▶ _Page text_:
+---+
Other available languages: none
Brussels, 28 February 2013
Q&A on 26 new EU research projects on rare diseases
1) Why is research at European level important?
There is a huge need for European cooperation in rare diseases research. Individual Member States are not able to gather enough knowledge and expertise in a specific disease due to scarce resources and the relatively low number of patients in each Member State. As a consequence, it is also difficult for doctors to diagnose and identify the best treatment for rare diseases. Only through exchange of knowledge and pooling resources together, Europe can get closer to solutions.
Research on rare diseases presents also remarkable interest for other health sectors: rare diseases can serve as models to better understand more common diseases. And overcoming the many hurdles to investigating rare diseases can help improve health research in other areas e.g. by developing models for personalised medicine approaches.
2) Why has the EU led the creation of the International Rare Diseases Research Consortium (IRDiRC)?
Rare diseases are a challenge too big for any country or world region to master alone. This is why the European Commission, together with national and international partners, initiated IRDiRC. The ability to share resources and expertise with other organisations from around the world will multiply our chances of finding new ways to diagnose and fight rare diseases.
+---+
▶ _Work instruction A_: Sum up the Q&A on rare diseases research in two sentences.
▶ _Work instruction B_: Repeat word for word the part of the Q&A on rare diseases research starting at "2) Why has the" and ending at "fight rare diseases.".
The items after the Q&A on rare diseases research are separate material.

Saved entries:
+---+
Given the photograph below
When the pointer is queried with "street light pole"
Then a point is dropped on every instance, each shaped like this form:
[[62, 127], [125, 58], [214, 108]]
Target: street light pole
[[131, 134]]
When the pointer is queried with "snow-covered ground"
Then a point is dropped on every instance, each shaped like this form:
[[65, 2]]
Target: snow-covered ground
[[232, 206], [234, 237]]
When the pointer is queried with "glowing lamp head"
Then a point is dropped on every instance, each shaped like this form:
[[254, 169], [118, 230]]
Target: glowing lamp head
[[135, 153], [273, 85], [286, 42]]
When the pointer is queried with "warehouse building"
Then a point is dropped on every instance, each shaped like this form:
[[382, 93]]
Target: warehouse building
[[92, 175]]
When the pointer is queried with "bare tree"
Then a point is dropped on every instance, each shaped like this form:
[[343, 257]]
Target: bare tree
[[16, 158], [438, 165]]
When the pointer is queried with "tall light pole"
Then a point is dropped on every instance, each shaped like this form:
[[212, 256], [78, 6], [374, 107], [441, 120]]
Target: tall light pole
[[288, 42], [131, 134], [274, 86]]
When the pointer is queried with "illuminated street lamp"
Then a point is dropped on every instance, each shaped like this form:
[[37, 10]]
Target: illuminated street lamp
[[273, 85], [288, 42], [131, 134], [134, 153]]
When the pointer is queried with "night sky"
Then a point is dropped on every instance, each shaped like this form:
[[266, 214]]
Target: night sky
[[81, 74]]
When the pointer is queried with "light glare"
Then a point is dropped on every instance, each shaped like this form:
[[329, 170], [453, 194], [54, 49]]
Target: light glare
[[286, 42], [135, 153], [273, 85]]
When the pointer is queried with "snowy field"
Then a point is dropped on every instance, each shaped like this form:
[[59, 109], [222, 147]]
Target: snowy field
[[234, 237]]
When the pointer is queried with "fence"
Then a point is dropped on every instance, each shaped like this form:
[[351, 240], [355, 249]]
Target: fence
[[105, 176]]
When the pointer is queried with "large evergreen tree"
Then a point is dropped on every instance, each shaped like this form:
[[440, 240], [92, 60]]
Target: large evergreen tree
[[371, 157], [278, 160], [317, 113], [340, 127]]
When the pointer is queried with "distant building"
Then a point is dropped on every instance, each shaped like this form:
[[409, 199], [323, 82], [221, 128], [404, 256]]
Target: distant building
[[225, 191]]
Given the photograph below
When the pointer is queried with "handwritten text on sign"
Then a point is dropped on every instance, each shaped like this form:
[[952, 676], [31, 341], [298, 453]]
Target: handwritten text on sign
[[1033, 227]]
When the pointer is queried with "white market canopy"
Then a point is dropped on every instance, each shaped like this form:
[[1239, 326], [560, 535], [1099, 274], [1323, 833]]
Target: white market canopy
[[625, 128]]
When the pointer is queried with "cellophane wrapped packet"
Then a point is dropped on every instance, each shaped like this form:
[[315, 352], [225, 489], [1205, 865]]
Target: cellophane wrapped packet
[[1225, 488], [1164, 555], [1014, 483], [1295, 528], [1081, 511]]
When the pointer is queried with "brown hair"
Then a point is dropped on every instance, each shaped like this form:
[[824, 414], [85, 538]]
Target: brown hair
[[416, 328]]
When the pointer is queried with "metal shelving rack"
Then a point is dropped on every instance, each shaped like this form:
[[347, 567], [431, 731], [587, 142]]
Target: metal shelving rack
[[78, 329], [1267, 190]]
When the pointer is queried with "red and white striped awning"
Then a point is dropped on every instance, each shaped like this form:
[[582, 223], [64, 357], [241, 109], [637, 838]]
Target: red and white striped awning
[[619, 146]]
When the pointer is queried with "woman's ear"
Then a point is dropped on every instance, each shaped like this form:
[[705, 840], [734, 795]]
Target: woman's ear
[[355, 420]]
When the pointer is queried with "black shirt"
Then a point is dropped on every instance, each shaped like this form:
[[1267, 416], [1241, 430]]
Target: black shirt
+---+
▶ _Your solution A_: European cooperation on rare diseases research is needed because individual Member States lack the resources, patient numbers, knowledge and expertise to handle a specific disease alone, which also makes diagnosis and treatment hard for doctors. This research can also help in understanding more common diseases and improving health research in other areas, and the European Commission, with national and international partners, started IRDiRC because rare diseases are too big a challenge for any one country or world region.

▶ _Your solution B_:
2) Why has the EU led the creation of the International Rare Diseases Research Consortium (IRDiRC)?
Rare diseases are a challenge too big for any country or world region to master alone. This is why the European Commission, together with national and international partners, initiated IRDiRC. The ability to share resources and expertise with other organisations from around the world will multiply our chances of finding new ways to diagnose and fight rare diseases.